• [Supplied records]
_ _ _

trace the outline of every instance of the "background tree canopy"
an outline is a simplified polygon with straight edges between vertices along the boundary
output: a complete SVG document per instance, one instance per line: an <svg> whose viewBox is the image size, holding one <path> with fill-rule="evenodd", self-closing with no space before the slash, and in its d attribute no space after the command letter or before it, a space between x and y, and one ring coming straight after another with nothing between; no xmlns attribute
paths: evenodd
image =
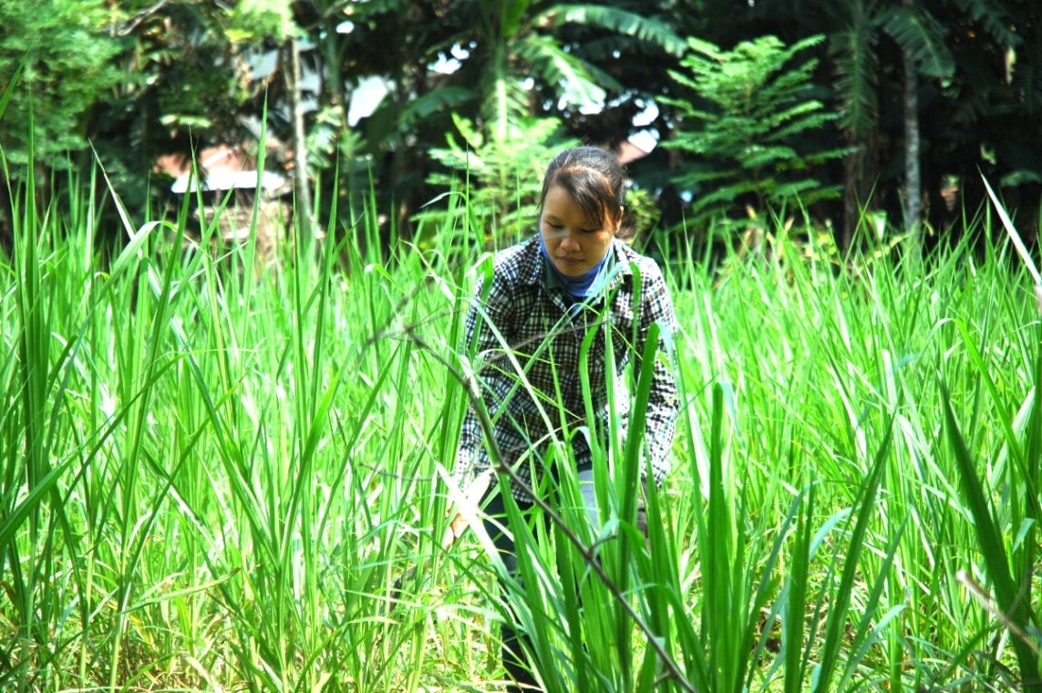
<svg viewBox="0 0 1042 693"><path fill-rule="evenodd" d="M0 22L0 89L23 67L0 195L30 152L58 172L93 146L144 214L169 188L157 156L264 129L300 199L343 200L323 227L375 199L386 232L412 234L466 179L490 232L523 230L548 153L586 141L632 159L641 223L689 241L791 213L795 193L841 245L865 212L936 241L978 209L982 173L1037 234L1042 7L1025 0L72 0L5 3ZM722 90L769 46L744 64L750 119ZM788 113L768 139L766 113Z"/></svg>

_ _ _

• [Stated goal]
Write out the lines above again with "instance" replaced by "occurrence" everywhere, and leave everything else unchanged. Omit the picture from your answer.

• [Full answer]
trace the outline of every occurrence of the "background tree canopy"
an outline is a simplified polygon with straight edges between vertices along the boundary
output: a complete SVG document per occurrence, one occurrence per line: an <svg> whose viewBox is the image size, holding one <path> with fill-rule="evenodd", self-closing with no space before the slash, and in its d attribute no space after the command letter or before it, a space between x and y, and one ring coming straight after another with nothing between; no xmlns attribute
paths: evenodd
image =
<svg viewBox="0 0 1042 693"><path fill-rule="evenodd" d="M0 22L0 89L23 67L0 195L30 152L58 172L93 146L144 214L169 188L157 156L264 129L300 199L343 200L323 227L375 199L386 232L412 234L466 179L490 232L523 230L548 153L586 141L632 159L641 223L689 241L791 213L795 193L841 245L865 212L936 241L978 209L982 173L1037 234L1042 7L1025 0L72 0L5 3ZM722 90L769 46L744 64L750 119ZM788 113L768 139L766 113Z"/></svg>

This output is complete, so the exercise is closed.